>>>

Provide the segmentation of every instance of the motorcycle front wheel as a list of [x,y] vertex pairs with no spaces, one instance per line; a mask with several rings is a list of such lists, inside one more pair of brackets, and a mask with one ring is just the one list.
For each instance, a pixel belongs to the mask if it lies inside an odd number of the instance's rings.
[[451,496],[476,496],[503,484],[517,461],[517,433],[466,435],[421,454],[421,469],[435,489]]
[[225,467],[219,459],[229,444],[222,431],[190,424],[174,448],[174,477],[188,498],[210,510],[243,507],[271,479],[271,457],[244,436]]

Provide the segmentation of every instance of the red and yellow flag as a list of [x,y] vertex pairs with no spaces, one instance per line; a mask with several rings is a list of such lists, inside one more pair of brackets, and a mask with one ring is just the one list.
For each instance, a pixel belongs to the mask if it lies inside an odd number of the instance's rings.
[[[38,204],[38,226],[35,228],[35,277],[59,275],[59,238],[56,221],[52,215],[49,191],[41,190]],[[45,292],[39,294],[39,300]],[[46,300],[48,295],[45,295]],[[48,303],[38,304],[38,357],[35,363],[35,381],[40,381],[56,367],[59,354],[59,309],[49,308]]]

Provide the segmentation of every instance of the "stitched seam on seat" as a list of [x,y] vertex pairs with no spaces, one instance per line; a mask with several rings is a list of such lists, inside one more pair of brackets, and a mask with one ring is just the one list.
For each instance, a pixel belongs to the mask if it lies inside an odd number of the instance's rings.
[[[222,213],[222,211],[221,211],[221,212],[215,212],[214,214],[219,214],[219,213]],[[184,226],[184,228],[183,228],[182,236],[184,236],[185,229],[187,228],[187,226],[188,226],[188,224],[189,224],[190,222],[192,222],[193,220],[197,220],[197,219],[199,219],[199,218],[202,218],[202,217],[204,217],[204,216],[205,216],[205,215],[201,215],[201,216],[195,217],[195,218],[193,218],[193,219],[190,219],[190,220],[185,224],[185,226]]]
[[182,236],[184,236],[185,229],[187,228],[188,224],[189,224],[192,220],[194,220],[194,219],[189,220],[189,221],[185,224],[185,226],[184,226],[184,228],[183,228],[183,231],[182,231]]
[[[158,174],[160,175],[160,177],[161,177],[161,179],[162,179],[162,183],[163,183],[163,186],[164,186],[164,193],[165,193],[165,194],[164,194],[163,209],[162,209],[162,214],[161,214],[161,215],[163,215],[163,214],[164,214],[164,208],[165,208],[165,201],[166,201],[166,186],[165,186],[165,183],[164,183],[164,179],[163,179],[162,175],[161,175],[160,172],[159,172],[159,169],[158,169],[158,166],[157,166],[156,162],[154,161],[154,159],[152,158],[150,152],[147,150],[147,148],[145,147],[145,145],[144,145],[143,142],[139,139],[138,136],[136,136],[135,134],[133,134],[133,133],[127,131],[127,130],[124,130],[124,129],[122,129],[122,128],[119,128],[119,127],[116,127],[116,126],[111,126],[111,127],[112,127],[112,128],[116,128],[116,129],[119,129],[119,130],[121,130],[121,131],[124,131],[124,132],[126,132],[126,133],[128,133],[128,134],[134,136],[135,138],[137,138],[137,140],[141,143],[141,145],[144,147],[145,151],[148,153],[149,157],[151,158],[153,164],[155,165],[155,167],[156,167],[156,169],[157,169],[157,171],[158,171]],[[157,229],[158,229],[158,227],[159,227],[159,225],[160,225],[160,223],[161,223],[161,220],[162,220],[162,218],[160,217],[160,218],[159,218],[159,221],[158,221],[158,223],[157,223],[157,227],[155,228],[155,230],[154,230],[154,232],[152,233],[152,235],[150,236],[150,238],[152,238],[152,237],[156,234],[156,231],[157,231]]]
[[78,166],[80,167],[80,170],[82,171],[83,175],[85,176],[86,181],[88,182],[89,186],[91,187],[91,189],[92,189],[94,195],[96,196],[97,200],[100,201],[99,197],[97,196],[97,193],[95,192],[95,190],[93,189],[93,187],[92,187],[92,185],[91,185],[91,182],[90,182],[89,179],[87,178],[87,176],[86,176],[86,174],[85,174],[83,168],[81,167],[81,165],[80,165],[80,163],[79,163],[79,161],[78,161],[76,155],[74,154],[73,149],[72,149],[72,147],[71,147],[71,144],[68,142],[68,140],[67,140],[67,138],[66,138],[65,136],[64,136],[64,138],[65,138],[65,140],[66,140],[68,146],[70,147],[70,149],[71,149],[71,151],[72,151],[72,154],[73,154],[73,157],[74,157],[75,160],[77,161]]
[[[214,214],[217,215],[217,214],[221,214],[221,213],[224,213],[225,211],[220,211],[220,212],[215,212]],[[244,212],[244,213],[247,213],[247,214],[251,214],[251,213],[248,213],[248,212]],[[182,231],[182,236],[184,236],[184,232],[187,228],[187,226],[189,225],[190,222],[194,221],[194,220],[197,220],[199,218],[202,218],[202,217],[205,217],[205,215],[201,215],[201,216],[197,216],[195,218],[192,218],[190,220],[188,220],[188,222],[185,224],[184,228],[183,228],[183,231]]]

<<<

-- ASSIGNED TASK --
Set down the entries above once more, verbatim.

-- RESULT --
Provide the segmentation of every instance of the motorcycle front wheel as a list of [x,y] vertex pairs with no spaces, one instance per line; a mask with several rings is a list of such lists, inside one more pair of brackets, and a mask with one ring is just the one list.
For each instance, a pixel belongs to the mask if it lies inside an odd number of the instance's rings.
[[451,496],[476,496],[503,484],[517,461],[517,433],[466,435],[421,454],[421,469],[435,489]]
[[225,467],[219,459],[229,444],[222,431],[190,424],[174,448],[174,477],[188,498],[210,510],[243,507],[271,479],[271,457],[244,436]]

Provide the segmentation of every instance of the red and yellow flag as a list of [x,y] vertex pairs with no spaces, one instance per line; a mask with several rings is a list of such lists, inside one more pair of brackets, and a mask with one ring is just the one list.
For each instance, a pixel belongs to the mask if it lies inside an odd number of the instance's rings.
[[[38,204],[38,226],[35,228],[35,277],[59,275],[59,238],[56,221],[52,215],[49,191],[41,190]],[[45,292],[39,294],[39,300]],[[46,300],[48,295],[45,295]],[[48,303],[38,304],[38,357],[35,363],[35,381],[40,381],[56,367],[59,354],[59,309],[49,308]]]

Provide the segmentation of every instance of the "stitched seam on seat" as a list of [x,y] vertex pairs with no spaces, one instance per line; a mask with several rings is a list of such lists, inside one more pair of brackets, and a mask with one ring is just the one list.
For each instance, a pixel belongs to the mask if it lies inside an odd number of the instance's rings.
[[[222,213],[222,211],[221,211],[221,212],[215,212],[214,214],[219,214],[219,213]],[[184,226],[184,228],[183,228],[182,236],[184,236],[185,229],[187,228],[187,226],[188,226],[188,224],[189,224],[190,222],[192,222],[193,220],[197,220],[197,219],[199,219],[199,218],[202,218],[202,217],[204,217],[204,216],[205,216],[205,215],[201,215],[201,216],[195,217],[195,218],[193,218],[193,219],[190,219],[190,220],[185,224],[185,226]]]
[[182,236],[184,236],[185,229],[187,228],[188,224],[189,224],[192,220],[194,220],[194,219],[189,220],[189,221],[185,224],[185,226],[184,226],[184,228],[183,228],[183,231],[182,231]]
[[[158,174],[160,175],[160,177],[161,177],[161,179],[162,179],[162,183],[163,183],[163,186],[164,186],[164,193],[165,193],[165,194],[164,194],[163,209],[162,209],[162,214],[161,214],[161,215],[163,215],[163,214],[164,214],[164,208],[165,208],[165,201],[166,201],[166,186],[165,186],[165,183],[164,183],[164,179],[163,179],[162,175],[161,175],[160,172],[159,172],[159,169],[158,169],[158,166],[157,166],[156,162],[154,161],[154,159],[152,158],[150,152],[147,150],[147,148],[145,147],[145,145],[144,145],[143,142],[139,139],[138,136],[136,136],[135,134],[133,134],[133,133],[127,131],[127,130],[124,130],[124,129],[122,129],[122,128],[119,128],[119,127],[116,127],[116,126],[111,126],[111,127],[112,127],[112,128],[116,128],[116,129],[119,129],[119,130],[121,130],[121,131],[124,131],[124,132],[126,132],[126,133],[128,133],[128,134],[134,136],[135,138],[137,138],[137,140],[141,143],[141,145],[144,147],[145,151],[148,153],[149,157],[151,158],[153,164],[155,165],[155,167],[156,167],[156,169],[157,169],[157,171],[158,171]],[[157,229],[158,229],[158,227],[159,227],[159,225],[160,225],[160,223],[161,223],[161,220],[162,220],[162,218],[160,217],[160,218],[159,218],[159,221],[158,221],[158,223],[157,223],[157,227],[155,228],[155,230],[154,230],[154,232],[152,233],[152,235],[150,236],[150,238],[152,238],[152,237],[156,234],[156,231],[157,231]]]
[[78,166],[80,167],[80,170],[82,171],[83,175],[85,176],[86,181],[88,182],[89,186],[91,187],[91,189],[92,189],[94,195],[96,196],[97,200],[100,201],[99,197],[97,196],[97,193],[95,192],[95,190],[93,189],[93,187],[92,187],[92,185],[91,185],[91,182],[90,182],[89,179],[87,178],[87,176],[86,176],[86,174],[85,174],[83,168],[81,167],[81,165],[80,165],[80,163],[79,163],[79,161],[78,161],[76,155],[74,154],[73,149],[72,149],[72,147],[71,147],[71,144],[68,142],[68,140],[67,140],[67,138],[66,138],[65,136],[64,136],[64,138],[65,138],[65,140],[66,140],[68,146],[70,147],[70,149],[71,149],[71,151],[72,151],[72,154],[73,154],[73,157],[74,157],[75,160],[77,161]]
[[[214,214],[217,215],[217,214],[221,214],[221,213],[224,213],[225,211],[220,211],[220,212],[215,212]],[[244,212],[244,213],[247,213],[247,214],[251,214],[251,213],[248,213],[248,212]],[[182,231],[182,236],[184,236],[184,232],[187,228],[187,226],[189,225],[190,222],[194,221],[194,220],[197,220],[199,218],[202,218],[202,217],[205,217],[205,215],[201,215],[201,216],[197,216],[195,218],[192,218],[190,220],[188,220],[188,222],[185,224],[184,228],[183,228],[183,231]]]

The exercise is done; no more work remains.